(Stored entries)
....

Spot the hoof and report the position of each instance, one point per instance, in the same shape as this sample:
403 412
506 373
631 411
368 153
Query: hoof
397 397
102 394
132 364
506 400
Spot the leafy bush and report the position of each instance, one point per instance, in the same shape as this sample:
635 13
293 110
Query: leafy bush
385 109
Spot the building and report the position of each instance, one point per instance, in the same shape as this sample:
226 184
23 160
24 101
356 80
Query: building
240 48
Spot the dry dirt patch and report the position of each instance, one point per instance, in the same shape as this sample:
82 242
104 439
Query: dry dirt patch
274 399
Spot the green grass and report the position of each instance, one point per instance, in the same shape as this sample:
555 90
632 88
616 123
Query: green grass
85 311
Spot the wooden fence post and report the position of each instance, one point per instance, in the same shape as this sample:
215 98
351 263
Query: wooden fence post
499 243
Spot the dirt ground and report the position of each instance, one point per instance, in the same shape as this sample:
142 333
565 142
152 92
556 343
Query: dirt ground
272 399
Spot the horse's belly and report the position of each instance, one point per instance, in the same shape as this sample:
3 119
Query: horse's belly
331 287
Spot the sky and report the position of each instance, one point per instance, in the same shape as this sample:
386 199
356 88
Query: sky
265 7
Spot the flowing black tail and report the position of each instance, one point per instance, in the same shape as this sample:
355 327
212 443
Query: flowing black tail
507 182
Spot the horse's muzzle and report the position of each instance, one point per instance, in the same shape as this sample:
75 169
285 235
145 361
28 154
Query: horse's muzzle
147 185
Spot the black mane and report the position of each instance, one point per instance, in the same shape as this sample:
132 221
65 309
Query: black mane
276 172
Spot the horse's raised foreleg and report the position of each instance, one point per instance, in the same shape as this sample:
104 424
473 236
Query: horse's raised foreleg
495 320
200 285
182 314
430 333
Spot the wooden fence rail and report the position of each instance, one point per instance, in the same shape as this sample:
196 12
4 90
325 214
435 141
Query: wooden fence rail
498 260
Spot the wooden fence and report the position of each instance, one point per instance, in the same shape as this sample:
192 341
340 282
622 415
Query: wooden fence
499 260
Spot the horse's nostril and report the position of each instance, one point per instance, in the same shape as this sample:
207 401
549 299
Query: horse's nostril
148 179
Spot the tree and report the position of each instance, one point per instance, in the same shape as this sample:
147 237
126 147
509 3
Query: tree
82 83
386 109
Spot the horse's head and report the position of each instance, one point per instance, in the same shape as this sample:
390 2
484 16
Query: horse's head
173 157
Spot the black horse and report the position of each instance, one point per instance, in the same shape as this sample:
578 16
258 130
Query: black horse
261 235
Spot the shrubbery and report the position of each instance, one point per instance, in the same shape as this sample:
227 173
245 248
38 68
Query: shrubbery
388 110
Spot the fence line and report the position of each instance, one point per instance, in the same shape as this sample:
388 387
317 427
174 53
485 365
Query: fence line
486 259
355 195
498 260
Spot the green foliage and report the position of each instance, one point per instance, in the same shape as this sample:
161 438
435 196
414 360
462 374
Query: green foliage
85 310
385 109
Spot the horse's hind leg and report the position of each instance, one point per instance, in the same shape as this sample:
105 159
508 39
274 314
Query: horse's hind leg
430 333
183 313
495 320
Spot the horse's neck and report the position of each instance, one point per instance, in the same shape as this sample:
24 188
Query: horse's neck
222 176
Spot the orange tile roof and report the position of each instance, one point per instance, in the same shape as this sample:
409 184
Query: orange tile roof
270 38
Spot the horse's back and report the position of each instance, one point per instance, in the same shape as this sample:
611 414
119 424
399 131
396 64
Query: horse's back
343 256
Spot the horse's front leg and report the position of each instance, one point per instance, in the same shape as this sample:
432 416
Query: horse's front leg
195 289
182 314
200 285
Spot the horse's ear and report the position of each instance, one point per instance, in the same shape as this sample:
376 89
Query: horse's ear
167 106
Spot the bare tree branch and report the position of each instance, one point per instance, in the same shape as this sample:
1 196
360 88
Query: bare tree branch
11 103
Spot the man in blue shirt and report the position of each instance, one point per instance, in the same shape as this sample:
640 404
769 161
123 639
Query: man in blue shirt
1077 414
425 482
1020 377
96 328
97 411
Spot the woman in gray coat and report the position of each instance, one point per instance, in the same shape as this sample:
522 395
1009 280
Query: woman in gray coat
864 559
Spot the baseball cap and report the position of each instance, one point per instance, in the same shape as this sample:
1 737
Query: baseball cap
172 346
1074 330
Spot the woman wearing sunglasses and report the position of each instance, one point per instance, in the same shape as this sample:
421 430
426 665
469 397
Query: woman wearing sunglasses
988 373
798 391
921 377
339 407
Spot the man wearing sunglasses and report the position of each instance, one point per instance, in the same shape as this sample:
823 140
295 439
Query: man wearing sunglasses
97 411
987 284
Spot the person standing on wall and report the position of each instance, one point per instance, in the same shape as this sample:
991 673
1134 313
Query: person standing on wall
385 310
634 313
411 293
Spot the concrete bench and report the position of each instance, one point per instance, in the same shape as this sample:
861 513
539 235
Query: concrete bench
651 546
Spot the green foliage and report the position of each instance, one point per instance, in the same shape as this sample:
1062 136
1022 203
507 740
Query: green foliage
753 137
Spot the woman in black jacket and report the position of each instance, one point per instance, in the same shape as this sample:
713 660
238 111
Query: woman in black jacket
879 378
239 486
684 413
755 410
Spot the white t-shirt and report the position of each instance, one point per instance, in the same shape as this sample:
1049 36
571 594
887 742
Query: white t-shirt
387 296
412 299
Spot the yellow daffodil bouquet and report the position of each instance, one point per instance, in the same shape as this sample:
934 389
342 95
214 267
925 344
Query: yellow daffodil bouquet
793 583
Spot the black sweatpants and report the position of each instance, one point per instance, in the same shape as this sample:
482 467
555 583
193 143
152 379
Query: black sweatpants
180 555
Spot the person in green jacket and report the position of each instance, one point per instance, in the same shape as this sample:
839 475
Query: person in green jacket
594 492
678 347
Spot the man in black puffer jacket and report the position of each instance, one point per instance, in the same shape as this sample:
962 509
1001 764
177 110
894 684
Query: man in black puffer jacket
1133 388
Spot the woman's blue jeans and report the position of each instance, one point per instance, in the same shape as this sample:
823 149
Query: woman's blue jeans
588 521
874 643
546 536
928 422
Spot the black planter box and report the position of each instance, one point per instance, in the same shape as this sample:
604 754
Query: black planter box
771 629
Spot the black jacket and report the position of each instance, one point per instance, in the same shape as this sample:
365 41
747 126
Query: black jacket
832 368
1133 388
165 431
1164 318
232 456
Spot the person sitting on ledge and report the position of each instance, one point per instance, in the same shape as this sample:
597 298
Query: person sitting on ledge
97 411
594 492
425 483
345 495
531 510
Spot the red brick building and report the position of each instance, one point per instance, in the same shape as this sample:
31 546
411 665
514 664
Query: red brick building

....

Aim
Please copy the lines above word for word, starting at the line that contains "Spot the woman's" and ending at the last line.

Task answer
Spot the woman's blue jeans and report the position of each instance, one point per instance, in the same shape as this sample:
823 149
Query: woman's blue jeans
588 521
874 643
546 536
928 422
Spot the black planter box and report the position of each instance, one point per instance, in the same shape as this sample:
604 754
Query: black planter box
771 629
Spot the black jacket and report the position of each instance, one point per instance, in the same shape as this sample:
365 41
747 126
Query: black jacket
832 368
1133 388
165 431
1164 318
232 456
Spot the person sitting on ledge and report the position of each instance, one point per instance, in the same shape as this sample:
597 298
Query: person sitting on ledge
97 411
594 492
425 483
345 495
531 510
Spot the red brick building and report the position of each instance, one point per instance, in the same shape as this sample:
31 546
411 665
514 664
Query: red brick building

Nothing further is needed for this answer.